There is material below. Print exactly the lines starting at the line with "Question. For each instance of the smiling" and ending at the line with "Question. For each instance of the carabiner", ends included, and no others.

○ ○ ○ ○ ○ ○ ○

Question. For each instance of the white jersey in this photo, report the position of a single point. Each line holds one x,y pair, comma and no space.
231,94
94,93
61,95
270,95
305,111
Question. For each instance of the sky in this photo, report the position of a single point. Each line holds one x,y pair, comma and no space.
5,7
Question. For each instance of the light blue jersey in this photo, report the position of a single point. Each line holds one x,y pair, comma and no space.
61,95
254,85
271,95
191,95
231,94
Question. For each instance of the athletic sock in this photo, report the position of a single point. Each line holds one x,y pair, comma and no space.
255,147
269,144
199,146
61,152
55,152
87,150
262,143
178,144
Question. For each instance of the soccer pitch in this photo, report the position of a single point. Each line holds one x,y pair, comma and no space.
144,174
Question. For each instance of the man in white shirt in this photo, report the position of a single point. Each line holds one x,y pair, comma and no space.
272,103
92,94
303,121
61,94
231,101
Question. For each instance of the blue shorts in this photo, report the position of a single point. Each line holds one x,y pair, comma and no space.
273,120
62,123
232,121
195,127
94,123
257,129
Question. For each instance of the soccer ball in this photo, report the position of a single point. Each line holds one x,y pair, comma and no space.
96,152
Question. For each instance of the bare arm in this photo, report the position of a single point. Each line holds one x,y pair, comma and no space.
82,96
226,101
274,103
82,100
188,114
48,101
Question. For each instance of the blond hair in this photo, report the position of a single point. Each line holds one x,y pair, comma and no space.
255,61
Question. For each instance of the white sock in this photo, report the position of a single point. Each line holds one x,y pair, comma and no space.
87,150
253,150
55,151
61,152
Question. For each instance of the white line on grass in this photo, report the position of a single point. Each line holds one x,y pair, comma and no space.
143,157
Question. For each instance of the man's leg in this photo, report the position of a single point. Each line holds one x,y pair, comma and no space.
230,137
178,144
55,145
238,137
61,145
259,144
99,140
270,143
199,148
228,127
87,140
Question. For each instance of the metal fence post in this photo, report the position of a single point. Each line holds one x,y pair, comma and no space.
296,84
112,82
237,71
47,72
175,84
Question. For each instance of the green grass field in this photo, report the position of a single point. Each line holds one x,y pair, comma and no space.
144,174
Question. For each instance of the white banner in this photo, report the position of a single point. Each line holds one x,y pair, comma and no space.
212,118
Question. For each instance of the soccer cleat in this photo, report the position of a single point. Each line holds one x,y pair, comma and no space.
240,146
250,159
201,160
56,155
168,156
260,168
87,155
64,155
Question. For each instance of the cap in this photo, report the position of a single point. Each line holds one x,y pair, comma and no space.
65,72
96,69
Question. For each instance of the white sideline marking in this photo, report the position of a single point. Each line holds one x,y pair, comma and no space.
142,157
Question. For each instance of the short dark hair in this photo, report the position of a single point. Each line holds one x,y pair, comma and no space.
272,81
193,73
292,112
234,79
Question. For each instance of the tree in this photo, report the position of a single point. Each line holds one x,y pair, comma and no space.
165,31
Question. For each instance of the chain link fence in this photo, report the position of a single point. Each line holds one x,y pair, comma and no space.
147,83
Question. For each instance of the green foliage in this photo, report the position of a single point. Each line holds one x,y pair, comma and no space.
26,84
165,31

○ ○ ○ ○ ○ ○ ○

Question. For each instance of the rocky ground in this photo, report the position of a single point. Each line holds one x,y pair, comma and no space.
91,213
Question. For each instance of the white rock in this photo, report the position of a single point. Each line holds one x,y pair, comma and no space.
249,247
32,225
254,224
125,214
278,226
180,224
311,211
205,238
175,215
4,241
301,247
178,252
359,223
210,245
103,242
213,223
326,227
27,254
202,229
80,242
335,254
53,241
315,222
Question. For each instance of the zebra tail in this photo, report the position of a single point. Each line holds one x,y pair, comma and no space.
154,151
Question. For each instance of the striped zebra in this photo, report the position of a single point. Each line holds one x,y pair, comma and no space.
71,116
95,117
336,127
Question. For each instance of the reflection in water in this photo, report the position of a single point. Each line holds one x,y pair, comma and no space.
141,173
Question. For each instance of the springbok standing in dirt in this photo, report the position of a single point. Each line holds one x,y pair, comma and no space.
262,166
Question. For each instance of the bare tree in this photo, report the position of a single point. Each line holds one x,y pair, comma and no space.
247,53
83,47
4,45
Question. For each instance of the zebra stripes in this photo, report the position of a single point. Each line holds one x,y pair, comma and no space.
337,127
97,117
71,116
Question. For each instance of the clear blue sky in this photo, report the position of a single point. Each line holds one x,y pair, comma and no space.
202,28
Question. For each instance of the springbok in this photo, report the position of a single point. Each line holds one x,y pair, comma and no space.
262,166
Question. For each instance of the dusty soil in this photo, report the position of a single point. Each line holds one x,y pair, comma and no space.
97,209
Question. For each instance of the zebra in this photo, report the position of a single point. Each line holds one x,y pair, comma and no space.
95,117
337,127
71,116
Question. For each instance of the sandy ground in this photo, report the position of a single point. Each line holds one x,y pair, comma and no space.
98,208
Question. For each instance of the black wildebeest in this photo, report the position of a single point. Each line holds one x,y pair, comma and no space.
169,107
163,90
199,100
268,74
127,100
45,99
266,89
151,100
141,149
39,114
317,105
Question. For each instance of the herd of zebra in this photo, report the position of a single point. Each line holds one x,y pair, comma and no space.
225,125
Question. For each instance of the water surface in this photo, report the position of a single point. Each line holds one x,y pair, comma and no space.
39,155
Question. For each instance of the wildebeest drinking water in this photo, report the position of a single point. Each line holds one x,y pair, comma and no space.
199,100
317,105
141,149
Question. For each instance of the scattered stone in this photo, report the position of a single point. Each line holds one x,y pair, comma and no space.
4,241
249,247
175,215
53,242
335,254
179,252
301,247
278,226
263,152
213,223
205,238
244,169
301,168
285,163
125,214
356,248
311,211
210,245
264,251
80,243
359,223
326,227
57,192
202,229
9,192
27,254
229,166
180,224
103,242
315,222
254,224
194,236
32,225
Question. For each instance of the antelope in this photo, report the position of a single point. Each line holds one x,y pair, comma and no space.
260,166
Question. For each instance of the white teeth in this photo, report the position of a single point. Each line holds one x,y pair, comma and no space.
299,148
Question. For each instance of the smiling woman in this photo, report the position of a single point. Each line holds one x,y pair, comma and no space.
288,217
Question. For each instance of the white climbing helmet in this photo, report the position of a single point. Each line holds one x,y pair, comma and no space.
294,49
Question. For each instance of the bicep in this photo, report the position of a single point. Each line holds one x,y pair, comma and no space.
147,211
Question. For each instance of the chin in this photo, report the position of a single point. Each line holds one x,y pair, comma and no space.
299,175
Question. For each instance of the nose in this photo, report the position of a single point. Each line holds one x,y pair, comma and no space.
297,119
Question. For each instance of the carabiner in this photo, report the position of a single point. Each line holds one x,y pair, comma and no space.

○ ○ ○ ○ ○ ○ ○

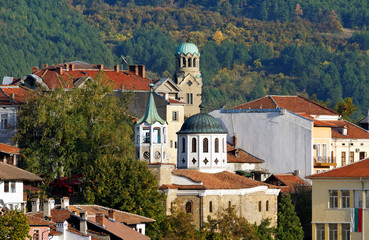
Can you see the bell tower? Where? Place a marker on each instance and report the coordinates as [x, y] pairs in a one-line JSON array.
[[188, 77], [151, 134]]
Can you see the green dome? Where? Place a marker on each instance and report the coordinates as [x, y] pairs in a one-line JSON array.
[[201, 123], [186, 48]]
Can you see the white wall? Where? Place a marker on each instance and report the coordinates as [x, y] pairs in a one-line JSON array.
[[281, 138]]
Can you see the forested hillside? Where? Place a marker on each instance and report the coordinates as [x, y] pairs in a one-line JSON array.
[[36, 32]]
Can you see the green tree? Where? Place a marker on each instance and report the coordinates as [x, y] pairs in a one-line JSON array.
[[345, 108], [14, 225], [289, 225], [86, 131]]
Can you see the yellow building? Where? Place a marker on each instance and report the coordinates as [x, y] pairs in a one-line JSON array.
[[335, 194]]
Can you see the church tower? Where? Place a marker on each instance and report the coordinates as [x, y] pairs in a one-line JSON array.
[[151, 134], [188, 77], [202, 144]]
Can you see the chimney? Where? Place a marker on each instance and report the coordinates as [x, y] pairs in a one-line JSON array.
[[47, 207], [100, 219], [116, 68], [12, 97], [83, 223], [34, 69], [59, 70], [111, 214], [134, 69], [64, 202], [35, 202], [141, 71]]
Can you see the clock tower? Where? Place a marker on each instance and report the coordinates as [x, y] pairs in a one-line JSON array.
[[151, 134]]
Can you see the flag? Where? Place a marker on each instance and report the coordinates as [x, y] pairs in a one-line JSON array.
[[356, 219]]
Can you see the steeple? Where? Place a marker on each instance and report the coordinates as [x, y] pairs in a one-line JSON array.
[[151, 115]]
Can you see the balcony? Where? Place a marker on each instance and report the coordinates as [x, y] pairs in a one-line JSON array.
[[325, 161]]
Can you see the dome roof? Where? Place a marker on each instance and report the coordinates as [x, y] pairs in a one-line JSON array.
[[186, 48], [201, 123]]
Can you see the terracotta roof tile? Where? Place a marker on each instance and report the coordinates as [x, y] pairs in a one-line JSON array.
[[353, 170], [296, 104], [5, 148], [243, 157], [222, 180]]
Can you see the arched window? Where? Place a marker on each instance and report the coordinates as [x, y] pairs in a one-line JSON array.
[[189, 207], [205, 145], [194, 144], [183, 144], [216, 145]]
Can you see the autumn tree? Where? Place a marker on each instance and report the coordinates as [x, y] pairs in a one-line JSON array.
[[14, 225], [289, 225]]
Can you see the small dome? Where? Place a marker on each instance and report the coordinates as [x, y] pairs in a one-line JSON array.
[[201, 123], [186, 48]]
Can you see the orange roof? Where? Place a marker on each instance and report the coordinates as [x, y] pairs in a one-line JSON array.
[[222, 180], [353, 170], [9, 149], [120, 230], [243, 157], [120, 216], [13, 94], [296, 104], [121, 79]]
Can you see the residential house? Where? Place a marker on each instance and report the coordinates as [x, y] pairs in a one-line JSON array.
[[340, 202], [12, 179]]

○ ○ ○ ○ ○ ○ ○

### Result of the exercise:
Question. For each instance of the smiling woman in this photo, report the position of a single point. Each line holds one x,y pair, comma and no space.
288,217
Question. For each instance of the white climbing helmet in this photo, report the position of a single point. Each line holds one x,y pair, comma and no space.
294,49
Question. For each instance of the bicep in this photo, report the position of a single point. Each line holds one x,y pair, comma and no space.
147,211
Question. For each instance of the chin in this photo, report the position of a single point. Each line holds one x,y pair, comma and no space.
299,175
Question. For each instance of the nose in this photo, report the position of a single point. Each line holds one x,y pair, comma and no space.
297,119
Question. For each instance of the carabiner in this photo, report the position of a single point. Each line holds one x,y pair, comma and no space.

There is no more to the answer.